# [Stated exercise 1]
Copy out the passage on Descartes and innate ideas in full, word for word.

One of the first proposals Descartes brings up is that there exist three methods by which we obtain ideas. The first two I can manage as they are straightforward, being either adventitious (from outside) or produced by himself (within his mind). The third is the one which I have difficulty with as it is abstract and unclear. It claims that thoughts can be innate (such as existing within you from birth), and further, that his ideas of God are probably formed through this way. In dealing strictly with innate ideas themselves he seems to be using Plato’s idea of recollection, not realizing the absurdity of having knowledge of things before you are even conscious of yourself. It seems to be a claim of something coming from nothing, which he claims to be impossible later on. If you were to ask someone where their ideas came from it seems silly to think that they would respond with, “I was born with them, and have since come to realize some”. Instead I think it to be much more feasible that they would have come up with them through perceiving things through their senses and formulated new ones through either being informed of them, or using their imagination to combine them. Descartes seems to take a more spiritually-oriented approach and takes for granted that ideas are innate. He seems also to avoid providing the same scrutiny over this idea as he had previously applied to those of ideas being perceived externally.

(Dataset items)

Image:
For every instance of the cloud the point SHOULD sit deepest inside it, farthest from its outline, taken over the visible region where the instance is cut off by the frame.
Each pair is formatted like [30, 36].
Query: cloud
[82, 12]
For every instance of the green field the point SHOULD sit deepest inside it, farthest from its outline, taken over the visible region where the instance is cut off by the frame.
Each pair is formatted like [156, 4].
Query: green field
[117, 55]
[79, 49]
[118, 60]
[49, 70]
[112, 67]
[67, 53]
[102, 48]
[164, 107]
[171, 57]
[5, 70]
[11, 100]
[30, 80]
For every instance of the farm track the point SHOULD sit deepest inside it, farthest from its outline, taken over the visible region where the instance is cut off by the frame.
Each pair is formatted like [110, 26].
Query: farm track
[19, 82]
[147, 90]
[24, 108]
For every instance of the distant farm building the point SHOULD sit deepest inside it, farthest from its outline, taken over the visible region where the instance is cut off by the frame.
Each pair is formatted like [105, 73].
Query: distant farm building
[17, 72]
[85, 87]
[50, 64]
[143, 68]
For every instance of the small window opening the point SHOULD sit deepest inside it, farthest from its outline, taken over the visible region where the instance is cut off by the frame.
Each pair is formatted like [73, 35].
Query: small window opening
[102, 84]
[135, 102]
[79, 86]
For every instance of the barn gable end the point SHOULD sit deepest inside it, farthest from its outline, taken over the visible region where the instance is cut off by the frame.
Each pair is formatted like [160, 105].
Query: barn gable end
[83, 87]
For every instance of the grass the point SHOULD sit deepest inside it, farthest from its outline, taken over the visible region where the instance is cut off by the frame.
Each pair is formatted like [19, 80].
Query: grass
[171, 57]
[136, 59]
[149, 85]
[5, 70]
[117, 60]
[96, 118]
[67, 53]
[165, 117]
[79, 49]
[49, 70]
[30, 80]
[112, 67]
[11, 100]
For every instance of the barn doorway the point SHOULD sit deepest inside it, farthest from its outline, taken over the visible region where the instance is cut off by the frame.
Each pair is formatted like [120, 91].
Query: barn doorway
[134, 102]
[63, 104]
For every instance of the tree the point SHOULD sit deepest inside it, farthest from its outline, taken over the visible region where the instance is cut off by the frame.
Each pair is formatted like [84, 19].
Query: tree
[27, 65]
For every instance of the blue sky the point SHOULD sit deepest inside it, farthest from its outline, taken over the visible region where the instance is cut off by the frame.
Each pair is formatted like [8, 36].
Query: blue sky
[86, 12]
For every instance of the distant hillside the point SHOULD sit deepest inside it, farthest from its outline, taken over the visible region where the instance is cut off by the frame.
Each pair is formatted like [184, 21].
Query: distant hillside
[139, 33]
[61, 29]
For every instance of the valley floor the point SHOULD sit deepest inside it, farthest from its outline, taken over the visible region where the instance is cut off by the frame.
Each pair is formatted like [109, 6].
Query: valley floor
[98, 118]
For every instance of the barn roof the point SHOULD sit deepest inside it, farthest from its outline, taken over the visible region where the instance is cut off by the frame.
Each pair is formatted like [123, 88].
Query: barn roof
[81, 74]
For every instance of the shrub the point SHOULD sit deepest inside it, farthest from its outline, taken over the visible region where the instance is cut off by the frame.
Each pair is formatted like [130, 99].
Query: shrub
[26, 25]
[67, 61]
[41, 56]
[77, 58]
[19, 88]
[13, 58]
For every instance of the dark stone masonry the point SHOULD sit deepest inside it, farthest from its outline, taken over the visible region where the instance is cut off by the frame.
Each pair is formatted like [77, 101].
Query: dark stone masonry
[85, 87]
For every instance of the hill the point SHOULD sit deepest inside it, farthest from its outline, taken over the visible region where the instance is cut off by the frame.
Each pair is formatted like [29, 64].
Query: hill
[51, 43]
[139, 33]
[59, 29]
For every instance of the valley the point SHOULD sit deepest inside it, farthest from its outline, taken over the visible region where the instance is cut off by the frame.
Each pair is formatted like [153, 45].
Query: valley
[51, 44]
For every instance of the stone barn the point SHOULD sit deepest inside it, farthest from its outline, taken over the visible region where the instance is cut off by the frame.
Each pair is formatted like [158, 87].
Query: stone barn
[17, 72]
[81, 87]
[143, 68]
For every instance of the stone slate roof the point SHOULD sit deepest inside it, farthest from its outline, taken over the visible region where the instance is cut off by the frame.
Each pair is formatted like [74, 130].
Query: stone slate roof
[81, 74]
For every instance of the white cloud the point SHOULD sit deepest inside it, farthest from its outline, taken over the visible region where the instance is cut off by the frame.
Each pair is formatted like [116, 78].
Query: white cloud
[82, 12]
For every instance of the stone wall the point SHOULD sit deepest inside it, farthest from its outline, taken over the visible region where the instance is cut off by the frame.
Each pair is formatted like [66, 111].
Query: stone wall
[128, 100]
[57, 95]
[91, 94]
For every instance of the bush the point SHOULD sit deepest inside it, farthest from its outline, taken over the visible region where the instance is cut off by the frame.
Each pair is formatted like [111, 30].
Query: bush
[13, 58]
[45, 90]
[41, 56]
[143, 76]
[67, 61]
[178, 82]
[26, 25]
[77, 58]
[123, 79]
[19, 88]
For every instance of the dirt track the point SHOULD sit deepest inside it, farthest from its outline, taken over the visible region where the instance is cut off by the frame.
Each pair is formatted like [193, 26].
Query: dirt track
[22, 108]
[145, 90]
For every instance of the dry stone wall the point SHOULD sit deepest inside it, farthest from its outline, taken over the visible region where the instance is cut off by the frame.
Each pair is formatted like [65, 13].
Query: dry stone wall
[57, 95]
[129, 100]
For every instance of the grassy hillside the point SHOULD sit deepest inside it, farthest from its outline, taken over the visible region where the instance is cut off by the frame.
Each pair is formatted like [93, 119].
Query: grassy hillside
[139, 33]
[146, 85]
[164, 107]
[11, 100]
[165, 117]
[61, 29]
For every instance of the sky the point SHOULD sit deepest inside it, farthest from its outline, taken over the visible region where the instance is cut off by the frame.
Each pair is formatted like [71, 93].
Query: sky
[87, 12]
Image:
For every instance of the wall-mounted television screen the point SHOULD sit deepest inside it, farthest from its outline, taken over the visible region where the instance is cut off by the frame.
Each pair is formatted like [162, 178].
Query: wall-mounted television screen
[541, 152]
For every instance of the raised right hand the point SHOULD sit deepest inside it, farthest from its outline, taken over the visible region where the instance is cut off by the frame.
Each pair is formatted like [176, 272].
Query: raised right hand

# [Stated exercise 2]
Pull out each line of the records that contains the string "gable".

# [Correct response 1]
One of the first proposals Descartes brings up is that there exist three methods by which we obtain ideas. The first two I can manage as they are straightforward, being either adventitious (from outside) or produced by himself (within his mind). The third is the one which I have difficulty with as it is abstract and unclear. It claims that thoughts can be innate (such as existing within you from birth), and further, that his ideas of God are probably formed through this way. In dealing strictly with innate ideas themselves he seems to be using Plato’s idea of recollection, not realizing the absurdity of having knowledge of things before you are even conscious of yourself. It seems to be a claim of something coming from nothing, which he claims to be impossible later on. If you were to ask someone where their ideas came from it seems silly to think that they would respond with, “I was born with them, and have since come to realize some”. Instead I think it to be much more feasible that they would have come up with them through perceiving things through their senses and formulated new ones through either being informed of them, or using their imagination to combine them. Descartes seems to take a more spiritually-oriented approach and takes for granted that ideas are innate. He seems also to avoid providing the same scrutiny over this idea as he had previously applied to those of ideas being perceived externally.

# [Correct response 2]
For every instance of the barn gable end the point SHOULD sit deepest inside it, farthest from its outline, taken over the visible region where the instance is cut off by the frame.
Query: barn gable end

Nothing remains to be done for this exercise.